What to do —
Please locate each line below that contains the string "above", and copy those lines out; matching is case-sensitive.

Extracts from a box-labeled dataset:

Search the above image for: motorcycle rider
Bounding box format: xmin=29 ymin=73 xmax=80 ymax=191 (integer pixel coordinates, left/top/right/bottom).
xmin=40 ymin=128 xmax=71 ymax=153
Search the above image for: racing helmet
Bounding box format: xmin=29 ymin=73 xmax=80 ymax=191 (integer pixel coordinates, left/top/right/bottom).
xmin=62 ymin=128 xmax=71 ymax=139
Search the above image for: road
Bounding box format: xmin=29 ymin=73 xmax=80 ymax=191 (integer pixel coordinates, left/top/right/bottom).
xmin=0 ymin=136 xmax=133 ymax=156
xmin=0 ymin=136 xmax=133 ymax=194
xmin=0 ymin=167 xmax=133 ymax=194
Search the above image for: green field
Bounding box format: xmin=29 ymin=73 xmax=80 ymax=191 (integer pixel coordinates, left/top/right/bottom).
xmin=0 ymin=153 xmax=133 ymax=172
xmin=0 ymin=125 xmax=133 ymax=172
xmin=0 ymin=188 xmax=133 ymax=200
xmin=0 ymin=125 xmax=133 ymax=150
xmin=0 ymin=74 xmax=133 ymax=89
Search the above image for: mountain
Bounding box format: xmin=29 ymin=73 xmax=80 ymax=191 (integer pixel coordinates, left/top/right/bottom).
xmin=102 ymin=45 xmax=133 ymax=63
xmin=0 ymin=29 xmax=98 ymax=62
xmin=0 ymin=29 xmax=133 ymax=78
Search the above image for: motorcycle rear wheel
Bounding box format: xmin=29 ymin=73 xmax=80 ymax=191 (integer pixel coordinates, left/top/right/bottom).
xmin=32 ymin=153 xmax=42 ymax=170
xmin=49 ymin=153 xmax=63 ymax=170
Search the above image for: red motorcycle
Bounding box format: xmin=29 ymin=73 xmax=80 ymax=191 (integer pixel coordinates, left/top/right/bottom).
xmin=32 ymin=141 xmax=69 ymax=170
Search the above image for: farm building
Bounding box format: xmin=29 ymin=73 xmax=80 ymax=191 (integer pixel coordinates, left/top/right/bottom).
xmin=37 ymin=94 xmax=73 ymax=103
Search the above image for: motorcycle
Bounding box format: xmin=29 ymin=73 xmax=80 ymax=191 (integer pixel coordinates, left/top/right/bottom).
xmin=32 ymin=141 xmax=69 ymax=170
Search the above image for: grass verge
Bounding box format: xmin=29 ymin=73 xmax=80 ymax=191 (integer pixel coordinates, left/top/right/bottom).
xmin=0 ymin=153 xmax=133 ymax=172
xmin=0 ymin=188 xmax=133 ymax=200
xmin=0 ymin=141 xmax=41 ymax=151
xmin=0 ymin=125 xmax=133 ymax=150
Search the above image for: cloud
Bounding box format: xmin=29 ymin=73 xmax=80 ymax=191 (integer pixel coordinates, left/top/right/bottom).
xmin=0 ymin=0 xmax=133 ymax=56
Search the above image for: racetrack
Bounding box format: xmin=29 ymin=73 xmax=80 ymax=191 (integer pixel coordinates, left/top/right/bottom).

Completed exercise —
Search the above image for: motorcycle rider
Search the above image for: racing helmet
Search the above image for: road
Search the above image for: green field
Search the above image for: mountain
Search the above image for: motorcycle rear wheel
Search the above image for: red motorcycle
Search the above image for: farm building
Search the above image for: motorcycle
Search the above image for: grass verge
Search the above image for: cloud
Search the above image for: racetrack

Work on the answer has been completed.